* Text section:
######
Publish roadmap and contributing doc?

Question

Publish roadmap and contributing doc?

tribbloid opened this issue 5 years ago · comments

I'm curious if your visions include making it a feature-complete NN training framework?

What will be the master plan? Integrating with Torch/TF/MXNet or build hardware-level compilation framework from scratch?

Also, what is the standard & code of conduct for contributions from the community?

I'm totally convinced of its capability and believe it can fit into the missing link between horizontal AI (Apache Spark/Apache Flink) and vertical AI (domain-specific hardware, Chisel/FIRRTL)

breandan · Answer 1 · Sun Oct 27 2019 12:04:14 GMT+0800 (China Standard Time)

Right now, the project is still a research prototype, but we should be able to support CUDA with something like ND4J or JavaCPP/CUDA for GPU acceleration on the JVM. Ultimately, our goal is to move off the JVM to Kotlin/Native once it becomes more stable.

Currently focused on stabilizing our API, and improving support for differentiable programming. ~~It should be possible to implement a feedforward MLP right now, but we have not gotten around to that yet.~~ There are some toy examples here if you feel like looking around!

Longer term, it would be great to integrate with something like Relay IR or MLIR. Ideally, this would take the form of a Kotlin compiler plugin and would also require additional work to translate our graph. It's something we need to explore a bit further before committing.

Re: CoC and contributing. Haven't thought about this yet. Do you have any recommendations?

Peng Cheng · Answer 2 · Mon Oct 28 2019 01:30:44 GMT+0800 (China Standard Time)

thanks a lot, agreed RelayIR in TVM is awesome. A sister project in DMLC is looking for a JVM based autodiff implementation:

https://cwiki.apache.org/confluence/pages/viewpage.action?pageId=103089990 (Questions section)

Would you like to pitch them to merge with you? I'll also try to get their committers' (particularly Tianchi Chen) attention.

I'm not sure about Kotlin/Native at this time though. It appears to be self-contained and not prioritising interoperability with other LLVM libraries. In addition, all JIT compilers (JVM, LLVM, V8.js) may evolve to have similar performances to each other.

breandan · Answer 3 · Mon Oct 28 2019 03:05:13 GMT+0800 (China Standard Time)

Sounds interesting, we are certainly fans of Tianqi's work. Would be happy to have a conversion to understand Gluon's needs a little more clearly. The landscape of autodiff/autograd for JVM appears somewhat bleak at the moment, ND4J has a prototype AD, although just for internal consumption. There is Nexus and Lantern, but unsure how well these interop with other JVM languages.

Agree that one of Kotlin's main benefits is strong JVM interoperability. From our experience developing Kotlin𝛁, we are convinced it is possible to implement AD as a JVM library, and could probably support Gluon's intended use case. I presume K/N also aims to support the same compatibility with other LLVM libraries, but agree the story is currently less complete.

Peng Cheng · Answer 4 · Mon Oct 28 2019 05:50:28 GMT+0800 (China Standard Time)
######
* Data excerpt:

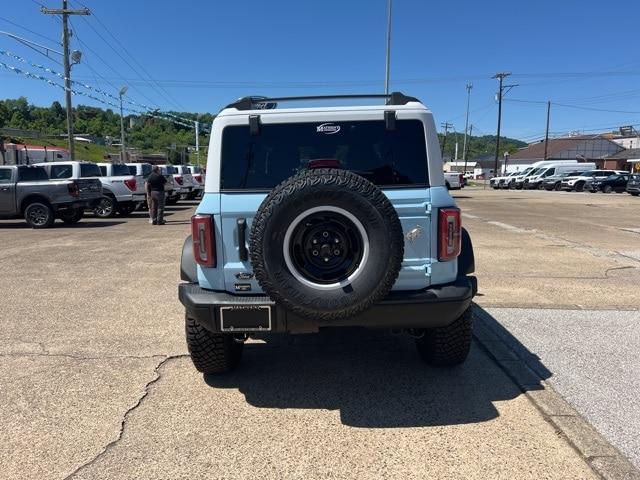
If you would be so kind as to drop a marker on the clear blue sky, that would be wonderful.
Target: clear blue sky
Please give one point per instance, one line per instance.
(206, 53)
######
* Work to do:
1/ In the roadmap thread, rewrite the paragraph beginning "Right now, the project is still a research prototype" as a short list, keeping its main facts.
2/ Besides the ND4J prototype, which two autodiff options for the JVM does the roadmap thread mention?

* Responses to the exercise:
1/
- The project is still a research prototype.
- GPU acceleration on the JVM, including CUDA support, should be possible through something like ND4J or JavaCPP/CUDA.
- The ultimate goal is to move off the JVM to Kotlin/Native once it becomes more stable.

2/ Nexus and Lantern.